■ **Page text**:
# # #

Comparative seasonality of phytoplankton community in two contrasting temperate estuaries on the western coast of Korea

Abstract

In estuaries, freshwater discharge functions as a regulator of physicochemical and biological properties. We assessed the seasonal variability of the phytoplankton community in response to hydrological features and nutrient dynamics in two contrasting estuaries in the presence and absence of a dam on the western coast of Korea. Diversity and evenness were also evaluated through chemotaxonomic analysis. Seasonal and inter-estuarine comparisons revealed the overall predominance of diatoms in all seasons and the differentiated composition of small phytoplankton populations in each estuary, which was mainly characterized by significant contribution of cryptophytes in the continuously flushed estuary in contrast to the seasonal occurrence of pelagophytes and cyanobacteria in the intermittently perturbed estuary. Our one-way analysis of similarity and similarity percentage analysis showed obvious inter-estuarine discrepancy of the phytoplankton community in winter in relation to the high dissolved inorganic nitrogen concentration in the natural estuary, implying that the impact of freshwater inflow on the phenological response of phytoplankton can be maximized during active seawater intrusion in dry seasons in the prevalence of freshwater and seawater in the estuary. The contribution swing of diatoms and cryptophytes during the study period reflects the seasonal variability in nutrient dynamics, including absolute concentrations and stoichiometric ratios, which is especially associated with P-limitation on the western coast of Korea. The occurrence of cyanobacteria with a summer peak of phytoplankton biomass in the dammed estuary during the study period indicates the role of an estuarine dam as a conduit transporting phytoplankton and dissolved inorganic nutrients. These findings further suggest that the phytoplankton community structure, differentiated by the presence and absence of dams, influences bottom-up regulation and thus the food web structure in estuaries.

# # #

■ **Study material**:
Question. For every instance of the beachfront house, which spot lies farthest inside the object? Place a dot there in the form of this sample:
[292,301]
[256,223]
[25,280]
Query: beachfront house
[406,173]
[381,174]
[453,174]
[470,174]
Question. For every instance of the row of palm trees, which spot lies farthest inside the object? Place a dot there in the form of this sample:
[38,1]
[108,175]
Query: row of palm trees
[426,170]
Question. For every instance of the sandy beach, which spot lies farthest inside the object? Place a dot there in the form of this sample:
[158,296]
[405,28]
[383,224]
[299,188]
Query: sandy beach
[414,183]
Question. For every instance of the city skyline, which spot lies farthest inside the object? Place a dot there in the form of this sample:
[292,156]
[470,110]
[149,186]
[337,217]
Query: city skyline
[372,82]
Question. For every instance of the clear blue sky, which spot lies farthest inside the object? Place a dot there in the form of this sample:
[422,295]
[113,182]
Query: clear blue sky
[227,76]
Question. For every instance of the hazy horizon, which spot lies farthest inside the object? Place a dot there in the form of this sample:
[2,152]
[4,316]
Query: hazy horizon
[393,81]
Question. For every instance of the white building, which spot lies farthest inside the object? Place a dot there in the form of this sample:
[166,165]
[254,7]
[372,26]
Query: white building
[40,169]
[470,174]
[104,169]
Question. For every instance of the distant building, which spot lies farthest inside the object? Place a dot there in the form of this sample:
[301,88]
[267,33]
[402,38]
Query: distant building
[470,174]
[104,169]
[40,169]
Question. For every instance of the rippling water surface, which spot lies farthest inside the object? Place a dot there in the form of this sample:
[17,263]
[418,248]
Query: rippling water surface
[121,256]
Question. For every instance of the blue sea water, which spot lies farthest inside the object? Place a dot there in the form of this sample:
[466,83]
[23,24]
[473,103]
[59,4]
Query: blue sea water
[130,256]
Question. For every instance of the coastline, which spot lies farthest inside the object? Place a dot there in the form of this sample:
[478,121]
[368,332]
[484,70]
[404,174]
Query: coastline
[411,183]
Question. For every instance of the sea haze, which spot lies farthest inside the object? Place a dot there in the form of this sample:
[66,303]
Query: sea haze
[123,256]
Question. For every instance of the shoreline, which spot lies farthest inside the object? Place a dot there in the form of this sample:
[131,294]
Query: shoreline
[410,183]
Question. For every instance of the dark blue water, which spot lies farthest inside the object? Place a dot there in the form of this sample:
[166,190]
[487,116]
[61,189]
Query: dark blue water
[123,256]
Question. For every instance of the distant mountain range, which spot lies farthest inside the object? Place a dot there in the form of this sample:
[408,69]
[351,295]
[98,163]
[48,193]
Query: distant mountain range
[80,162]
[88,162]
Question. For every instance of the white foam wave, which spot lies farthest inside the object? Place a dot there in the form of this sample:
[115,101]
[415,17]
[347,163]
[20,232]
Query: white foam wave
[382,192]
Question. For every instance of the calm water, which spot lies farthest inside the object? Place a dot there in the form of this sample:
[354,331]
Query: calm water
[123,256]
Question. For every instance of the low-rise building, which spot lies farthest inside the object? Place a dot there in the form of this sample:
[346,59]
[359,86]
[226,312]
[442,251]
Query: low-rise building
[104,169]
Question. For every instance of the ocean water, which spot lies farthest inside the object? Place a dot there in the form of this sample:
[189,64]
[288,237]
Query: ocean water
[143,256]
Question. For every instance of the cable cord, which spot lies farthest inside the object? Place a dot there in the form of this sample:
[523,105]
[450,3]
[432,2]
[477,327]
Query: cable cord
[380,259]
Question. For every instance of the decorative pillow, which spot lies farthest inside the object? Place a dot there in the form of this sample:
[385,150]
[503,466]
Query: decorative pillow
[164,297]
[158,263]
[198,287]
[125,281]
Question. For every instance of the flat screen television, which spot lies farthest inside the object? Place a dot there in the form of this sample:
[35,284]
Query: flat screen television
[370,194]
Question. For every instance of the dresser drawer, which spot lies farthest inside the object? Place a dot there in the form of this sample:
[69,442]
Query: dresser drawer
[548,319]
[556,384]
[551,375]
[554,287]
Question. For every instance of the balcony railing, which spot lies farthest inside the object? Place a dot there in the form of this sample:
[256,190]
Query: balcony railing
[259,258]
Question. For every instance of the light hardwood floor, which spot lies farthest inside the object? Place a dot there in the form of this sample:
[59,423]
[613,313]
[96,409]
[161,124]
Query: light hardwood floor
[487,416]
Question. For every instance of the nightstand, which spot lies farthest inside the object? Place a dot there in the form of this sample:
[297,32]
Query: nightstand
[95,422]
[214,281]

# # #

■ **What needs to be done**: Decide whether each statement below agrees with the abstract on phytoplankton in two Korean estuaries, answering yes or no and quoting the deciding words from it. 1. Diatoms predominated in every season. 2. Cryptophytes contributed significantly in the intermittently perturbed estuary. 3. Cyanobacteria occurred with a summer peak of phytoplankton biomass in the natural estuary.

■ **Answer area**:
1. Yes: "the overall predominance of diatoms in all seasons"
2. No: "significant contribution of cryptophytes in the continuously flushed estuary"
3. No: "The occurrence of cyanobacteria with a summer peak of phytoplankton biomass in the dammed estuary"